Excerpt provided =
◆ ◆ ◆ ◆ ◆ ◆ ◆
1. Panel summary (N, T, balance).

2. Pesaran (2007) CIPS panel unit root test on each variable.

3. Pesaran CD test on raw residuals (pooled OLS) to check for cross-sectional dependence.

4. Westerlund (2007) cointegration test, if at least one variable is non-stationary.

5. Rank condition classifier (De Vos et al. 2024) for a baseline static CCE fit.

6. Information criterion selection of the optimal CSA lag order.

Based on the results, the function chooses a recommended estimator from c("mg", "cce", "dcce", "pmg", "csardl") and returns a printable suggested dcce() call.

Value

An object of class dcce_workflow with elements panel_summary, unit_root, csd_premodel, cointegration, rank_condition, optimal_cr_lags, recommendation, and call.

Examples

data(pwt8)
wf <- dcce_workflow(
  data       = pwt8,
  unit_index = "country",
  time_index = "year",
  formula    = log_rgdpo ~ log_hc + log_ck + log_ngd,
  verbose    = FALSE
)
print(wf)
◆ ◆ ◆ ◆ ◆ ◆ ◆
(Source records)
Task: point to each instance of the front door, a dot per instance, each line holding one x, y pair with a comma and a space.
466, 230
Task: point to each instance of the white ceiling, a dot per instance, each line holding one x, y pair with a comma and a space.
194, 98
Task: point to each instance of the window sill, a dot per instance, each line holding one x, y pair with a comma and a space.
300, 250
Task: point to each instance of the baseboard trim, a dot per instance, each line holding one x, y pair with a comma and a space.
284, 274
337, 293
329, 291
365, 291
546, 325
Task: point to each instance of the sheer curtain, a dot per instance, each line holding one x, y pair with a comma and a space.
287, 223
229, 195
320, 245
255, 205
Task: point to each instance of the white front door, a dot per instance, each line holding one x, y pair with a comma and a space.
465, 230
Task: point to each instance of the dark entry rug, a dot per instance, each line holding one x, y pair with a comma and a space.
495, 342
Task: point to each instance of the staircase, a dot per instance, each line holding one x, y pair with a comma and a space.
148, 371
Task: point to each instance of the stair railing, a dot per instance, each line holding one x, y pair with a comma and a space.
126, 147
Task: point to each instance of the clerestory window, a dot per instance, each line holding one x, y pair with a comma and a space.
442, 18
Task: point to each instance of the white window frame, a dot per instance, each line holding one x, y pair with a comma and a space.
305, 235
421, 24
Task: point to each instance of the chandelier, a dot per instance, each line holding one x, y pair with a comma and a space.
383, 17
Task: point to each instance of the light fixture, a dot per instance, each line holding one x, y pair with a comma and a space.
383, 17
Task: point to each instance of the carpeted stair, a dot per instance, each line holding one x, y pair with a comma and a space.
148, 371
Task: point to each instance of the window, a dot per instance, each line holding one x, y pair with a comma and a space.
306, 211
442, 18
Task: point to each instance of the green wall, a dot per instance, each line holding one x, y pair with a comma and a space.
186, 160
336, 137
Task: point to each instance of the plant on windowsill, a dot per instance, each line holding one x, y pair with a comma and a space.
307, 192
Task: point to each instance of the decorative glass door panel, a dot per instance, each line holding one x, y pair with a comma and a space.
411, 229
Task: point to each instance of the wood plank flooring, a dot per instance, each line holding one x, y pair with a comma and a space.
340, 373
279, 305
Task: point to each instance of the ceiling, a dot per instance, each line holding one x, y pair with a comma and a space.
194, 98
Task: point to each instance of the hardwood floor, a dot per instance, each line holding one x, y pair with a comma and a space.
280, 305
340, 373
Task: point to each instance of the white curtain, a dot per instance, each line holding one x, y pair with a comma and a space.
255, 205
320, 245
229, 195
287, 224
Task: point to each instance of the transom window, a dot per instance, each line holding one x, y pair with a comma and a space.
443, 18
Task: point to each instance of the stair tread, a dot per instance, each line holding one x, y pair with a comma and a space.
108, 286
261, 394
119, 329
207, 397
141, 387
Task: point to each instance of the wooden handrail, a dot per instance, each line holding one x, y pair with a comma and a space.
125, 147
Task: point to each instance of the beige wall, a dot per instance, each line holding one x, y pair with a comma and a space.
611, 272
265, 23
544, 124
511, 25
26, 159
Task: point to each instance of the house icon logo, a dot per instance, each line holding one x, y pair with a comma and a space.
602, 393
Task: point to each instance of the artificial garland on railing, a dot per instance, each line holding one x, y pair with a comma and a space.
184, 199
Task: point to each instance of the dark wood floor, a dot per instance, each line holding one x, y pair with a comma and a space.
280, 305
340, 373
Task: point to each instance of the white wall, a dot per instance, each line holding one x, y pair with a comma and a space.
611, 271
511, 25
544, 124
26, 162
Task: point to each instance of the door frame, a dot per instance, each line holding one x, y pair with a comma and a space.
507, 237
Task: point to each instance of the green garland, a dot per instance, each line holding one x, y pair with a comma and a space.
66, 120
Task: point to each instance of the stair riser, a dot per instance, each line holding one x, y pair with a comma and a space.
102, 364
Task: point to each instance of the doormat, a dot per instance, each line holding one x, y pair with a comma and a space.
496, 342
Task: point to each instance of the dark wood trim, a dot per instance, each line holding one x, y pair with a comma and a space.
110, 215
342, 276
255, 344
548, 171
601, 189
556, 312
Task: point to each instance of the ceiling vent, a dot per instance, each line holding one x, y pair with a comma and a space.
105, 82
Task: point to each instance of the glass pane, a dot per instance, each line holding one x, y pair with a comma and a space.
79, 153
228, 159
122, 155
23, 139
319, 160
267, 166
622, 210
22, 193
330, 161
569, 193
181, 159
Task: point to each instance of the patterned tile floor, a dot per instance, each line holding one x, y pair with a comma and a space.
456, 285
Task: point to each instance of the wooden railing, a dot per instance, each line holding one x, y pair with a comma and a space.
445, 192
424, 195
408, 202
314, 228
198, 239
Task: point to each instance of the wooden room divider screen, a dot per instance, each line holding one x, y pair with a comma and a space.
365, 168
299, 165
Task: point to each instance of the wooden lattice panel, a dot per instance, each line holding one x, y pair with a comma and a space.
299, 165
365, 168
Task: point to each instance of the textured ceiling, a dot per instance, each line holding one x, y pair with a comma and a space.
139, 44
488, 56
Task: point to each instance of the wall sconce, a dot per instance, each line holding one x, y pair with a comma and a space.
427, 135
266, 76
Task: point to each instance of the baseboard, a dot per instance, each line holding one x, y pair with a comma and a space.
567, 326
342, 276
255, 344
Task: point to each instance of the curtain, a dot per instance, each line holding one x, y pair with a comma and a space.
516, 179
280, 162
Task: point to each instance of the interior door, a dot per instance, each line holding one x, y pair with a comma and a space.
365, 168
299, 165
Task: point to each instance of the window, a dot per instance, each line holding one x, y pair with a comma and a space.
◆ ◆ ◆ ◆ ◆ ◆ ◆
Exercises to complete =
A: Can you copy the dcce_workflow documentation from "3. Pesaran CD" up to and including "suggested dcce() call." word for word?
B: How would you render this sentence from the dcce_workflow documentation in Spanish: 'Based on the results, the function chooses a recommended estimator from c("mg", "cce", "dcce", "pmg", "csardl") and returns a printable suggested dcce() call.'?

Exercise results =
A:
3. Pesaran CD test on raw residuals (pooled OLS) to check for cross-sectional dependence.

4. Westerlund (2007) cointegration test, if at least one variable is non-stationary.

5. Rank condition classifier (De Vos et al. 2024) for a baseline static CCE fit.

6. Information criterion selection of the optimal CSA lag order.

Based on the results, the function chooses a recommended estimator from c("mg", "cce", "dcce", "pmg", "csardl") and returns a printable suggested dcce() call.

B: Con base en los resultados, la función elige un estimador recomendado entre c("mg", "cce", "dcce", "pmg", "csardl") y devuelve una llamada sugerida a dcce() que se puede imprimir.